(SELECTED PASSAGE):
---
How can an Amazon headquarters work in Boston given our existing gridlock?

Folks here in Boston have been speculating about whether Amazon will choose to locate its second headquarters amidst our already-clogged roads, bringing 50,000 jobs and maybe 200,000 more cars (employee cars; family member cars; cars belonging to people in service businesses that will expand as a result of Amazon’s presence, etc.).

The most common response to this idea is wondering “how could it possibly work?” We are already short on housing. The streets are jammed from 7:00 am to 8:00 pm. The MBTA’s subway system is packed and the service is falling apart as the enterprise is buried in pension and health care expenses. Unless they build a 50-story campus that includes dormitories for all workers and their families, nobody can figure out where an Amazon headquarters could go that wouldn’t result in Mexico City-style traffic jams.

The Amazon HQ2 response from Boston is 218 pages. The proposal stresses that Amazon won’t be plagued with a lot of stupid native-born white people: “55% of Bostonians are Hispanic or non-White” and “29% of Boston’s population is foreign born”. I think this is basically a lie because they’re drawing an artificial line around the city itself rather than considering the metro area. On the other hand, when the authors wanted to find some nerds they draw the line regionally, e.g., “With 130,660 workers in computer and mathematical occupations, the Boston MSA has the 7th highest number … amongst 34 comparable metropolitan areas.” What do these computer nerds and math geniuses read? Here’s what the merchandisers at a Cambridge Whole Foods thought would sell:

The proposal makes clear that there is nowhere near enough housing, talking about “53,000 new units of housing by 2030.” In other words, the Amazon workers would take up 100 percent of the new housing that has been contemplated! Another lie is that “1 in 5 households in Boston are affordable, making Boston a national leader.” I think this is only true because the city gives away free housing to people who don’t work. None of the Amazon workers, by definition, would be eligible for these units. Market rents in Boston are brutal.

It promises “A perfect, shovel-ready site with a single owner.” Where will this be? Not really in Boston, as it turns out. It will be the old Suffolk Downs horse racing site, which is technically in East Boston, but is mostly attached to Revere, Massachusetts, a separate city. The proposal is reasonably honest about this, saying that “the Site is adjacent to and accessible to established neighborhoods of East Boston and Revere.” The proposal talks about MIT and Harvard graduates running around, but, unless you count trips to Logan Airport, most of these eggheads have never been to East Boston or Revere. Google says that this is a 50-minute trip from Harvard Square by T.
---
(REQUIRED TASKS):
(1) Answer these questions using the post about an Amazon headquarters in Boston.
(a) How many pages long is Boston's Amazon HQ2 response?
(b) How many new housing units by 2030 does the proposal mention?
(c) What was the proposed site used for in the past?
(2) For each statement, decide whether it agrees with the post about an Amazon headquarters in Boston. Answer yes or no, and quote the words from the post that decide it.
(a) The streets are jammed from 7:00 am to 8:00 pm.
(b) The proposed site is in Cambridge.
(c) Google puts the trip from Harvard Square by T at 30 minutes.
(3) From the post about an Amazon headquarters in Boston, reproduce everything from "The proposal makes" down to "Boston are brutal.".

(GIVEN INFORMATION):
---
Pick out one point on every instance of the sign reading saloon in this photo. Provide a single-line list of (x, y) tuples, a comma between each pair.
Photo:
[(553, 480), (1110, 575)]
---
(ANSWERS BELOW):
(1)
(a) 218 pages
(b) 53,000
(c) It was the Suffolk Downs horse racing site.

(2)
(a) Yes: "The streets are jammed from 7:00 am to 8:00 pm."
(b) No: "It will be the old Suffolk Downs horse racing site, which is technically in East Boston"
(c) No: "Google says that this is a 50-minute trip from Harvard Square by T."

(3)
The proposal makes clear that there is nowhere near enough housing, talking about “53,000 new units of housing by 2030.” In other words, the Amazon workers would take up 100 percent of the new housing that has been contemplated! Another lie is that “1 in 5 households in Boston are affordable, making Boston a national leader.” I think this is only true because the city gives away free housing to people who don’t work. None of the Amazon workers, by definition, would be eligible for these units. Market rents in Boston are brutal.